▶ Comando A:
No trecho selecionado, com qual movimento brasileiro a tática republicana tem muitos pontos em comum?
▶ Comando B:
Retome o trecho sobre o movimento Escola sem Partido e dê continuidade a ele a partir da última frase.

═══ Trecho selecionado ═══

Portanto, o evento que eclodiu com o memorando de setembro de 2020 não veio do nada, e muito menos indica que irá arrefecer suas forças tão rapidamente — como indicam as leis anti-teoria-crítica-racial que vêm sendo aprovadas em cada vez mais estados dos Estados Unidos. Essa tática republicana possui muitos pontos em comum com o movimento “Escola sem Partido” aqui do Brasil. Mas para explicitar melhor essas semelhanças, primeiro devemos, assim como fizemos com a teoria crítica racial, explicar o que seria esse movimento.

2. Escola Sem Partido

Apesar de sabermos que a ideia do “Escola sem Partido” não é única e não há homogeneidade entre aqueles que “militam” por essa “causa”, tomaremos como ponto basilar para a caracterização do movimento as informações contidas no próprio site oficial do movimento [9].

═══ Material fornecido ═══

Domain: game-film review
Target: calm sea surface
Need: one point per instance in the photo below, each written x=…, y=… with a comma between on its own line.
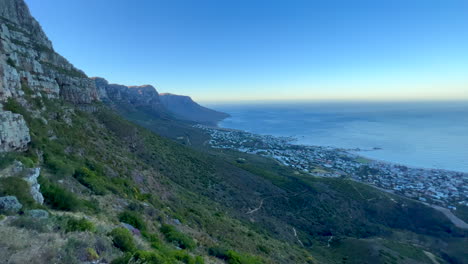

═══

▶ Resposta correta A:
Com o movimento “Escola sem Partido”.

▶ Resposta correta B:
O Escola sem Partido é “uma iniciativa conjunta de estudantes e pais preocupados com o grau de contaminação político-ideológica das escolas brasileiras, em todos os níveis: do ensino básico ao superior” [10]. Essa definição mostra pelo menos duas coisas: quem compõe e quais as preocupações dos membros desse grupo. O mais relevante dessas duas características é a expressão indeterminada “contaminação político-ideológica”. O próprio texto de apresentação continua a citar esse objetivo, mas o mais próximo que se chega de uma definição dele é quando eles “identificam” o problema da educação brasileira, a saber: “a instrumentalização do ensino para fins ideológicos, políticos e partidários” [11]. Seus objetivos são abrangentes e indefinidos, sempre utilizando-se de termos vagos como “ideologia”, “contaminação ideológica” e “doutrinação ideológica”.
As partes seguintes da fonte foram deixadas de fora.